# Dataset records start

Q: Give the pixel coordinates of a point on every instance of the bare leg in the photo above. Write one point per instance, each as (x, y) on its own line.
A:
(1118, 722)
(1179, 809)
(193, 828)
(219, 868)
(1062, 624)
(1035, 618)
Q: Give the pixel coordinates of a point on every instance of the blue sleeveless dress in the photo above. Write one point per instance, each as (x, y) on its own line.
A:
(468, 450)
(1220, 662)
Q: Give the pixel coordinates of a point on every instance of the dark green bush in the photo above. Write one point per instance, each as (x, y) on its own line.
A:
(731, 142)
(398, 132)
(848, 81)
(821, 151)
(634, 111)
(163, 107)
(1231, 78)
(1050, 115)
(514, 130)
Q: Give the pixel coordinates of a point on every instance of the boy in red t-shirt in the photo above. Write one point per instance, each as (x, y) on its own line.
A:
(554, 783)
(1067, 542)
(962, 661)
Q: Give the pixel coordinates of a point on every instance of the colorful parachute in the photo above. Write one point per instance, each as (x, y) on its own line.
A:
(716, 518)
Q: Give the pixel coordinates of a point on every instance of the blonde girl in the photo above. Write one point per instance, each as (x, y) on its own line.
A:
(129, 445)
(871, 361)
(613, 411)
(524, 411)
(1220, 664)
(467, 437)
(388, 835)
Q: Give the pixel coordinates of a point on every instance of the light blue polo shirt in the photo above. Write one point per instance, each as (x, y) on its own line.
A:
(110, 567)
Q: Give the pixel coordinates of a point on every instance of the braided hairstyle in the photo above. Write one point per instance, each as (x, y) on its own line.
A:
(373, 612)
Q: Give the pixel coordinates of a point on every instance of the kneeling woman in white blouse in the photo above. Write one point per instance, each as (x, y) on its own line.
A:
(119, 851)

# Dataset records end

• _Prompt_: Your task is to return, exactly and on their own, the lines from the one containing "in red t-shirt" through the last line of the listing.

• _The answer_:
Q: Give the pixel coordinates of a point on every instance of the boy in red t-shirt in the photo above. Write one point per instance, each as (x, y) on its own line.
A:
(554, 783)
(1067, 542)
(962, 661)
Q: Give the pixel coordinates of a point on every instance of the colorful parachute in the photo above. Write one point per instance, each as (x, y) on its own line.
A:
(716, 518)
Q: Give the pixel coordinates of a point on every instance of the blonde girl in the photo above. Write one point per instance, each as (x, y) on its own line.
A:
(129, 445)
(871, 361)
(613, 411)
(524, 411)
(1220, 664)
(467, 437)
(388, 835)
Q: Give the pixel coordinates of a point on every instance of the light blue polo shirt in the photo above. Write one point per instance, each as (x, y) on its own line.
A:
(110, 567)
Q: Give the pixel coordinates of a point on every instance of the braided hairstyle in the photo above. Write one point per instance, each as (x, y) on its own line.
A:
(373, 612)
Q: Give the pixel coordinates of a point on every instance of the kneeling woman in white blouse in the photo above. Write one point per instance, each as (x, y) on its own line.
A:
(119, 851)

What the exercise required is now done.